*Region pointing data*.
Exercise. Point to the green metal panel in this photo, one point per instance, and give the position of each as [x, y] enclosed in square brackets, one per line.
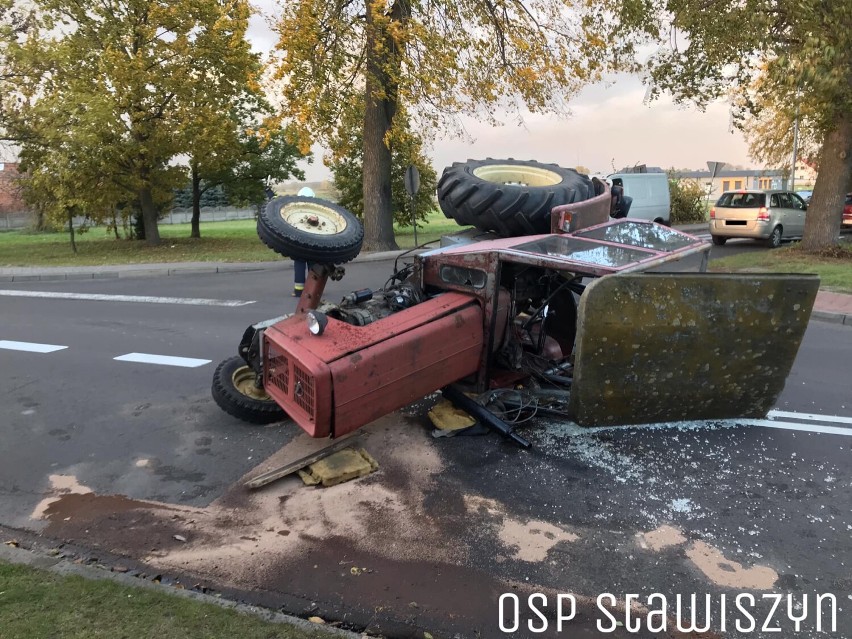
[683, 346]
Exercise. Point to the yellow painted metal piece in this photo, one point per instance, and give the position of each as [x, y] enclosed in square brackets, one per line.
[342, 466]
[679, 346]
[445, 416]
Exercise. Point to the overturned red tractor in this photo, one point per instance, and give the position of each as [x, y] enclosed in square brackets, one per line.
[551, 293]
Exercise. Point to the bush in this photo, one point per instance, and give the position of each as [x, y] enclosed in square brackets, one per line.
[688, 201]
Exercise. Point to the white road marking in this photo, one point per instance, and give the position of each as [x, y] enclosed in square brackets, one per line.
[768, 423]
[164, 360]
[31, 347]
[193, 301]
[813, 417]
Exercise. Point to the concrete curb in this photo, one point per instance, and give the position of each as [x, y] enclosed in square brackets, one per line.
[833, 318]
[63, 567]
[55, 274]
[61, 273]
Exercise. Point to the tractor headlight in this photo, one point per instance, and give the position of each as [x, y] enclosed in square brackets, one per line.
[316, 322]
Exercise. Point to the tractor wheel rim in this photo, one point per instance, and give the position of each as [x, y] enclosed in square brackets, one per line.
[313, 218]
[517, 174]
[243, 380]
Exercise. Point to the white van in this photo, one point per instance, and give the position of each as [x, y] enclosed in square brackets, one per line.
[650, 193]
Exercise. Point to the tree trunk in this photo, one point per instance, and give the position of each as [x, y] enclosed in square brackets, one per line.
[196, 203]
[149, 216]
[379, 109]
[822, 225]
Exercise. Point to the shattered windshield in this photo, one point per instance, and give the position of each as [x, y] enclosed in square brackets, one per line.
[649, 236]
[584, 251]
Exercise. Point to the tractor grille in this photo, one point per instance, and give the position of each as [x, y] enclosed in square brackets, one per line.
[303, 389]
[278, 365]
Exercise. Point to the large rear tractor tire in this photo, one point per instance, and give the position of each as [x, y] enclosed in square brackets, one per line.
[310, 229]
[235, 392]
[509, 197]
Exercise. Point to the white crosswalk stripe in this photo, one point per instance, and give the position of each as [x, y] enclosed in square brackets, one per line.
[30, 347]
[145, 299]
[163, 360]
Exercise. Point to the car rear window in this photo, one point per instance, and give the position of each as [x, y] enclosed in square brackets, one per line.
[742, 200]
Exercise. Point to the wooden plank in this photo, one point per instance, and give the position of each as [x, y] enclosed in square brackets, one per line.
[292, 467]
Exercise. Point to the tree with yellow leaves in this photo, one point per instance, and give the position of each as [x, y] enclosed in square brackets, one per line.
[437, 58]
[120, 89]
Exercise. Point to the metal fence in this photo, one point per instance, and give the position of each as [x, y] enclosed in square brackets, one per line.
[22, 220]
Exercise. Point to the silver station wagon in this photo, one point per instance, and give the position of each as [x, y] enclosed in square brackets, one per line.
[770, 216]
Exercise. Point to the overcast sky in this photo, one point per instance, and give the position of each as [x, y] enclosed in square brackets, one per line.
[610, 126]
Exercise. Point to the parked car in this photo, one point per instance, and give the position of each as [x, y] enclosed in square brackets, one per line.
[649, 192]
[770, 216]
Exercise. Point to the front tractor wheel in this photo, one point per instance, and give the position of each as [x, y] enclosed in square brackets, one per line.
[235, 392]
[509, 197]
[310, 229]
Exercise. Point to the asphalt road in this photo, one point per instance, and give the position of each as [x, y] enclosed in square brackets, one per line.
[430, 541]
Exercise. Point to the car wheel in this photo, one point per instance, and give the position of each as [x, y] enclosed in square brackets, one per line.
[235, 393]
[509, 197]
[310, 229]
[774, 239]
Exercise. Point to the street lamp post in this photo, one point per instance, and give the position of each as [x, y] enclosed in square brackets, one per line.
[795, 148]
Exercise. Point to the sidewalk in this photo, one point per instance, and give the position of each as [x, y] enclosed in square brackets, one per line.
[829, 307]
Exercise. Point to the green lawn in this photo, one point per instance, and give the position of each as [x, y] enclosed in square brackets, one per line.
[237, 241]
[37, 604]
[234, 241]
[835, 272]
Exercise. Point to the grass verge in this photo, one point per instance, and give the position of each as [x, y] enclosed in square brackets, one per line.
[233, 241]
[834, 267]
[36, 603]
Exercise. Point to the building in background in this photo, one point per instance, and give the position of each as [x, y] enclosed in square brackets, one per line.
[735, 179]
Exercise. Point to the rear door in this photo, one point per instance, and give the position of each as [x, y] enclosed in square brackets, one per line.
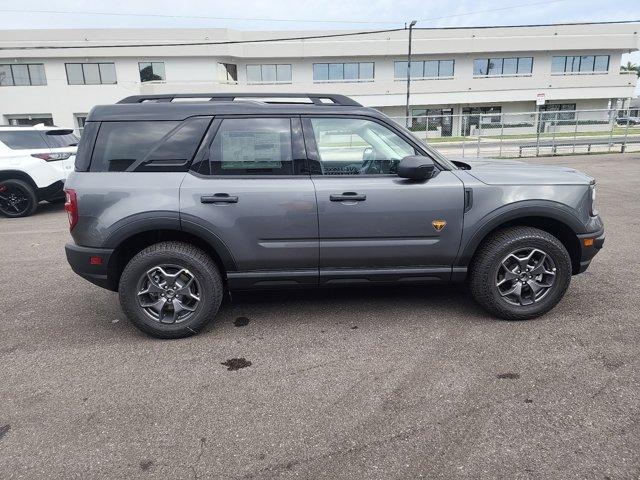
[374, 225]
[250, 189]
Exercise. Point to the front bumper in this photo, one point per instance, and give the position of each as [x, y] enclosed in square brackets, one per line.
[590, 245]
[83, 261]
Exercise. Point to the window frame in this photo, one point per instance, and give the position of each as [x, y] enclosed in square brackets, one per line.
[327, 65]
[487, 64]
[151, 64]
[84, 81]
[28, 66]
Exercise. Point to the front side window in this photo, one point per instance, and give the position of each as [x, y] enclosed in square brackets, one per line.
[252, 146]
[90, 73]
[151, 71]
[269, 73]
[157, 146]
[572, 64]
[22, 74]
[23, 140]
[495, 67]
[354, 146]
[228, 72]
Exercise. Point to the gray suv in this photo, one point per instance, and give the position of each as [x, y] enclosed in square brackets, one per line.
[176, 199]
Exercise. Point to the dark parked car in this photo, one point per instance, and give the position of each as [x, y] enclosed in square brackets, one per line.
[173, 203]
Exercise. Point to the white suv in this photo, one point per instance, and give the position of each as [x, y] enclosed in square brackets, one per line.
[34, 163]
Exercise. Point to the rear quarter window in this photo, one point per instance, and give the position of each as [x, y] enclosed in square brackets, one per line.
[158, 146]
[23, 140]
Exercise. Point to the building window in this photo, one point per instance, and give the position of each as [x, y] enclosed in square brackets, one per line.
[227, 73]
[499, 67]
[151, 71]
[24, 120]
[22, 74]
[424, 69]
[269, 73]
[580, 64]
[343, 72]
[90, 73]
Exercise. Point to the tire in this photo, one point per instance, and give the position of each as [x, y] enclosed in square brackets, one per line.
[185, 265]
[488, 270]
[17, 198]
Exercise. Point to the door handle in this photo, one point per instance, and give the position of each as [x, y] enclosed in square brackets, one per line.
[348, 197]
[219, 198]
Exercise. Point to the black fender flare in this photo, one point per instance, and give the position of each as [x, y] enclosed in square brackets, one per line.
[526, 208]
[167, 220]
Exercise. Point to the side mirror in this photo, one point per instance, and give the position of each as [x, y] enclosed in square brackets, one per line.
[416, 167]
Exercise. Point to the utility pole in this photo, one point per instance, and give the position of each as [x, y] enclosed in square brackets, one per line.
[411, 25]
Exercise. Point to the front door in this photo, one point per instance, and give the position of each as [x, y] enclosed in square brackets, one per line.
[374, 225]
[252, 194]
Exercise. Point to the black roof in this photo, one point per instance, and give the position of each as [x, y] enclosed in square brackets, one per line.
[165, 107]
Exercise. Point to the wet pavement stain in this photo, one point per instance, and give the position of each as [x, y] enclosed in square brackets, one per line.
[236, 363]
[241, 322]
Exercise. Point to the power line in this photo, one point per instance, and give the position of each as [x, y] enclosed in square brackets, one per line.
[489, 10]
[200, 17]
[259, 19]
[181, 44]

*Your goal*. Only the pictures may be dropped; print every record exactly as given.

*Solution*.
Exercise. Point to the green metal panel in this photo, one point per instance, and give the position of each as [x, y] enclosed in square brackets, one per line.
[683, 346]
Exercise. Point to the yellow painted metal piece in this photo, one point per instance, and give the position of each as [x, y] enclosed in square brackets, one per line.
[342, 466]
[679, 346]
[445, 416]
Exercise. Point to the overturned red tractor in this photo, one point per instance, and give the position of each as [x, y] enclosed in square brackets, one per line.
[551, 293]
Exercise. Point to the bush in this photo, one point per instance, and give the position of each as [x, y] enclosed in square brackets, one per line.
[688, 201]
Exercise. Point to the white road marking in this photo, one point per instance, and give the position of each as [x, y] enclosed in square brackets, one per line.
[768, 423]
[164, 360]
[31, 347]
[193, 301]
[813, 417]
Exercise. Point to the concrete curb in this photo, one point per instance, and give the position of each as [x, y] enclosed in square brackets, one per line.
[833, 318]
[63, 567]
[55, 274]
[61, 273]
Exercise. Point to the tractor headlight in this photo, one point per instance, and give the position of each as [x, y] enclosed in square brackets, one per line.
[316, 322]
Exercise. Point to the tractor wheel rim in this photo, one point per instance, and give the position of each as [x, y] enclosed in square brackets, one per line.
[313, 218]
[517, 174]
[243, 380]
Exercise. Point to the white van in this photo, one point per instance, and give the position of each as [x, y] enclosed in square brackets, one per line.
[650, 193]
Exercise. Point to the tree trunk in this photo, one point per instance, and give the position of each as [x, y] enclosed in square brackets, one per line.
[196, 203]
[149, 216]
[379, 109]
[822, 225]
Exercise. Point to the shattered windshield in this photo, one point per instance, and give the position of each as [x, y] enclosed in square brackets, one per line.
[649, 236]
[584, 251]
Exercise. Point to the tractor grille in this photo, one point per instance, and give the position of each as [x, y] enclosed in square brackets, one per line.
[303, 389]
[278, 365]
Exercise. Point to the large rear tractor tire in this photo, one point per instance, and give the position of each as [x, y] enclosed in square brackets, one per line.
[310, 229]
[235, 392]
[509, 197]
Exercise. Point to the white crosswalk stripe in this photo, one point per instance, and give the position of each as [x, y] enclosed in square brackets, one per line.
[30, 347]
[145, 299]
[163, 360]
Exercise. Point to the car rear window in this photo, one point per instance, and give the position of each as [x, y] enclosed in square brackets, one per line.
[742, 200]
Exercise. Point to the wooden plank in this photo, one point per instance, and give the position of each as [x, y] enclosed in square brackets, one per line.
[292, 467]
Exercise. Point to the tree with yellow leaves in this photo, one point per instance, and give the position of each as [x, y] enclosed in square brackets, one per line.
[437, 58]
[120, 89]
Exercise. Point to the metal fence in this photo, one point per instance, and give the position of each as [x, y] enclosed in square brackets, one per line.
[22, 220]
Exercise. Point to the silver station wagon in this photo, one point per instance, and give the position of each as [x, y] enclosed in square brackets, one per line.
[770, 216]
Exercise. Point to the overcast sky in this photo, one point per instance, and give the position of each as [x, y] enclosed in square brackets, one per line.
[610, 126]
Exercise. Point to the parked car in this photo, one point per instance, and give the position of each as [x, y] enclosed in square brackets, one per line.
[649, 192]
[770, 216]
Exercise. Point to the front tractor wheel in this photo, one point per instance, and give the position of each as [x, y] enclosed in square brackets, one per line.
[235, 392]
[509, 197]
[310, 229]
Exercise. Point to the asphalt road in this photo, one point per instance, and give the position of each as [x, y] enclosed in square brackets, one per line.
[430, 541]
Exercise. Point to the car wheel in this photo, one point per instance, and give the position of each as [x, y] enclosed in square brackets, one per line.
[235, 393]
[509, 197]
[310, 229]
[774, 239]
Exercise. Point to the street lamp post in this photo, one point per instance, and give the position of each as [x, y] enclosed in square brackets, one per line.
[795, 148]
Exercise. Point to the sidewalk in this photo, one point per instance, and give the position of each as [x, y] enclosed in square brackets, one per line.
[829, 307]
Exercise. Point to the green lawn in this photo, one point per instance, and give the position of each as [x, y] enclosed in square brackets, one per line.
[237, 241]
[37, 604]
[234, 241]
[835, 272]
Exercise. Point to the grass verge in this photo, one point per instance, and give the position of each as [x, y] enclosed in square brackets, one per line.
[233, 241]
[834, 267]
[36, 603]
Exercise. Point to the building in background in this photo, one point per instance, and give the position of each as [x, y] enclosed in square brackets, one per line.
[735, 179]
Exercise. Point to the rear door in this photo, one point per instance, and give the position of each as [x, y] enclosed in square brackets, one per line.
[374, 225]
[250, 189]
Exercise. Point to the front bumper in this photo, one point per instance, and give the position of each as [x, y] enclosed in square brackets, one per line.
[590, 245]
[83, 261]
Exercise. Point to the window frame in this photo, one point per instance, and give the position of each as [x, y] enclosed in square brackets, one per line.
[327, 65]
[487, 64]
[151, 64]
[84, 81]
[28, 66]
Exercise. Point to the front side window in this photo, one point per instance, and give the position of each as [x, y] enclosed in square brackets, one per line.
[252, 146]
[90, 73]
[151, 71]
[269, 73]
[157, 146]
[572, 64]
[22, 74]
[23, 140]
[495, 67]
[354, 146]
[228, 72]
Exercise. Point to the gray suv in this photo, one point per instance, and give the position of each as [x, y] enclosed in square brackets, one per line.
[176, 199]
Exercise. Point to the dark parked car in this photo, one point per instance, and give the position of each as [x, y] enclosed in square brackets, one per line.
[173, 203]
Exercise. Point to the white suv in this photo, one point per instance, and give the position of each as [x, y] enclosed in square brackets, one per line.
[34, 163]
Exercise. Point to the rear quarter window in this photo, one point per instance, and give the position of each as [x, y] enclosed in square brackets, one per line.
[158, 146]
[23, 140]
Exercise. Point to the building window in this photo, one point per instance, and give the position of each as [x, y] enclosed in square brackets, one per line.
[227, 73]
[499, 67]
[151, 71]
[24, 120]
[22, 74]
[424, 69]
[269, 73]
[580, 64]
[343, 72]
[90, 73]
Exercise. Point to the tire in this photo, one point per instance, and give the position of each as [x, y] enclosed in square brackets, one per line.
[185, 265]
[488, 270]
[17, 198]
Exercise. Point to the door handle in this photo, one point per instance, and give the position of each as [x, y] enclosed in square brackets, one per line.
[348, 197]
[219, 198]
Exercise. Point to the black fender flare in this photo, one point per instance, and give the position of each as [x, y] enclosed in square brackets, one per line.
[526, 208]
[167, 220]
Exercise. Point to the side mirror in this photo, one point per instance, and give the position of each as [x, y] enclosed in square brackets, one per line.
[416, 167]
Exercise. Point to the utility pole in this photo, one point per instance, and give the position of each as [x, y] enclosed in square brackets, one per line.
[411, 25]
Exercise. Point to the front door in this photo, one point per instance, and give the position of each as [x, y] enclosed in square brackets, one per line.
[374, 225]
[252, 194]
Exercise. Point to the black roof in this photo, one point per instance, and give the position of each as [x, y] enclosed in square brackets, one per line.
[165, 107]
Exercise. Point to the wet pavement stain in this photo, one point per instance, and give the position of each as [x, y] enclosed in square brackets, one per line.
[236, 363]
[241, 322]
Exercise. Point to the power line in this photo, one point per instance, and give the position of each as [x, y] enclosed in square brackets, one per line.
[489, 10]
[200, 17]
[259, 19]
[181, 44]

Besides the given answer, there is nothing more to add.